### DO THIS
Give the data below again, word for word.

### INPUT FOR THIS TASK
-- Start --

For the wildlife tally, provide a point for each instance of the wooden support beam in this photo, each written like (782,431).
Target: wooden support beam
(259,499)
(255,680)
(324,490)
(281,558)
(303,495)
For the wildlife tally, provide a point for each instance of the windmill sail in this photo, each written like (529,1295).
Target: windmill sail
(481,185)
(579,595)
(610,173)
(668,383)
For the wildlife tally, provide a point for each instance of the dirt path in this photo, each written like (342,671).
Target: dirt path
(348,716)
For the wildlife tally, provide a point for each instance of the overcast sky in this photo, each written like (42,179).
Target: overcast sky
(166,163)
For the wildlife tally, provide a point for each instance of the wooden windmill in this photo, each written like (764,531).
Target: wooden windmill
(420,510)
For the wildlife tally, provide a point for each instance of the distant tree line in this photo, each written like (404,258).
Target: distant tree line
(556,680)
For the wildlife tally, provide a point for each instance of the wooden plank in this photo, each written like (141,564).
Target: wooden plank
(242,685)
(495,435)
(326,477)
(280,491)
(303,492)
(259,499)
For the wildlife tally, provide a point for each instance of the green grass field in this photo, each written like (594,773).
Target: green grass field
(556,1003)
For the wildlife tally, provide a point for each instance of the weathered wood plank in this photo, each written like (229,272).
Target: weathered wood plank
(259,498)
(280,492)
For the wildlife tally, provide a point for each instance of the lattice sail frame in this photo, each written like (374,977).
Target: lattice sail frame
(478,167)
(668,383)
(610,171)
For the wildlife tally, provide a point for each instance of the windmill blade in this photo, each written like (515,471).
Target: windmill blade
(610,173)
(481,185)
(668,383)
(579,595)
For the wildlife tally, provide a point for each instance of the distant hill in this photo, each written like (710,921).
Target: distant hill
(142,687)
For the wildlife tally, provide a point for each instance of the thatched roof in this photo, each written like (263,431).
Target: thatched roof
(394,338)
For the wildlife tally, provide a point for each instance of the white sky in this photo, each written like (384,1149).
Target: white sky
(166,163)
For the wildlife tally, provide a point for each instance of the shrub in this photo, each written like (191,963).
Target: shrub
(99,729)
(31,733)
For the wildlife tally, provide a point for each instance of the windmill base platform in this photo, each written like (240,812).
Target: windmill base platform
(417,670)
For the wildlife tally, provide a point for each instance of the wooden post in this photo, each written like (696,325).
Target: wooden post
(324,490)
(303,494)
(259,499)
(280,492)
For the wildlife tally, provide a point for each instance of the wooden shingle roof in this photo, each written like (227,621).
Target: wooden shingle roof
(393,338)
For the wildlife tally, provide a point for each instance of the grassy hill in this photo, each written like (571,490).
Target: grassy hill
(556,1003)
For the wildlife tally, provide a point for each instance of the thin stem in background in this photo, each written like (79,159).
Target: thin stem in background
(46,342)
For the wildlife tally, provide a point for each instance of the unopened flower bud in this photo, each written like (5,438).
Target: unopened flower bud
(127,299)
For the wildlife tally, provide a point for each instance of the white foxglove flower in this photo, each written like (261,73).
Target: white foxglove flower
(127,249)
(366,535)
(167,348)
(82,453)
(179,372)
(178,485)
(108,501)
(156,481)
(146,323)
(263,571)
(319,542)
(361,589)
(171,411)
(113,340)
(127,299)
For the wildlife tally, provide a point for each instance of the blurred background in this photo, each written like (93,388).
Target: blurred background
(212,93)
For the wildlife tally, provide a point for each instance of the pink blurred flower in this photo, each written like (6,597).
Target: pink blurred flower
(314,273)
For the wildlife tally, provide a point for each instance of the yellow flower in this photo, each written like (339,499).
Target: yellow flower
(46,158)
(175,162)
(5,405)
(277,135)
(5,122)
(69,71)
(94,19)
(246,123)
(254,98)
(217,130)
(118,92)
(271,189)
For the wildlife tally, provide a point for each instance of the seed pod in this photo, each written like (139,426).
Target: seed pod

-- End --

### FULL ANSWER
For the wildlife tally, provide a point for each instance of the wooden support beam in this photo, each written like (782,431).
Target: wooden support beam
(259,499)
(255,680)
(324,490)
(281,558)
(303,495)
For the wildlife tally, provide a point for each instance of the windmill sail in this photo, each written like (529,1295).
Target: windmill sail
(481,185)
(579,595)
(610,173)
(668,383)
For the wildlife tally, provide a point for each instance of the dirt path in this photo, each written like (342,671).
Target: dirt path
(348,716)
For the wildlife tally, provide a point for each instance of the overcast sky in this photo, each written like (42,179).
Target: overcast sky
(166,163)
For the wildlife tally, provide a point for each instance of the wooden windmill in this photo, each written like (764,531).
Target: wooden windmill
(420,510)
For the wildlife tally, provide a point for each instance of the distant tree line in this photo, each written like (404,258).
Target: distant tree line
(556,680)
For the wildlife tally, provide a point for each instance of the wooden plank in this photo, each written like (141,564).
Target: wooden plank
(242,685)
(495,435)
(326,477)
(280,491)
(303,492)
(259,499)
For the wildlife tally, provide a point for each instance of the green grass field in this photo, each written like (594,773).
Target: green grass field
(556,1003)
For the wildlife tally, provide a point for each instance of the weathered wood plank in this photo, each written like (229,272).
Target: weathered wood plank
(259,498)
(280,492)
For the wildlife tally, provide a point for each instance of the lattice sail frame in this photo, each written like (374,977).
Target: lattice sail frame
(478,167)
(668,383)
(610,171)
For the wildlife tally, provide a point for each instance of the windmill blade in this photo, each written like (515,471).
Target: windmill blade
(610,173)
(481,185)
(668,383)
(579,595)
For the wildlife tally, provide a point for each instance of the distant hill in this photo, each written like (710,921).
Target: distant hill
(142,687)
For the wildlife tally, provide a point for each instance of the thatched roof in this photo, each written like (263,431).
Target: thatched roof
(394,338)
For the wildlife tally, provide a point for each instance of the white sky in this photo, each written like (384,1149).
Target: white sky
(166,163)
For the wildlife tally, provide a point for each instance of the shrub in this photo, each written like (191,963).
Target: shrub
(99,729)
(31,733)
For the wildlife tally, provide a point for each instance of the windmill base platform in this photo, each written like (240,812).
Target: windmill base platform
(417,670)
For the wildlife tally, provide a point for each instance of the wooden post in this photo, each written like (696,325).
Target: wooden post
(324,490)
(303,494)
(259,499)
(280,492)
For the wildlife tally, provide a point for each instance of the wooden shingle roof in this photo, each written like (227,621).
Target: wooden shingle roof
(393,338)
For the wildlife tally, provide a point for each instance of the grassy hill in this photo, each written like (571,490).
Target: grassy hill
(556,1003)
For the wildlife tally, provide a point for each instance of the thin stem in background in this photo, each written like (79,159).
Target: thin stem in background
(46,342)
For the wildlife tally, provide a point for each instance of the unopened flower bud in this photo, each written like (5,438).
Target: unopened flower bud
(127,299)
For the wildlife tally, provide a point for each instance of the white foxglove flower in this photo, each written like (261,73).
Target: white foxglove flower
(127,249)
(366,535)
(167,348)
(82,453)
(179,372)
(178,485)
(108,501)
(156,481)
(146,323)
(263,571)
(319,542)
(361,589)
(171,411)
(113,340)
(127,299)
For the wildlife tally, provide a point for each instance of the blurred background in this photo, each written like (93,388).
Target: blurred background
(212,93)
For the wildlife tally, provide a point for each instance of the pink blurred flower in this photo, each written like (6,597).
Target: pink blurred flower
(314,273)
For the wildlife tally, provide a point for each instance of the yellow flower in this photo, each written like (339,499).
Target: yellow flower
(46,158)
(175,162)
(5,405)
(277,135)
(5,122)
(69,71)
(94,19)
(246,123)
(254,98)
(217,130)
(118,92)
(271,189)
For the wildlife tally, provide a point for each instance of the seed pod in this photo, each written like (139,426).
Target: seed pod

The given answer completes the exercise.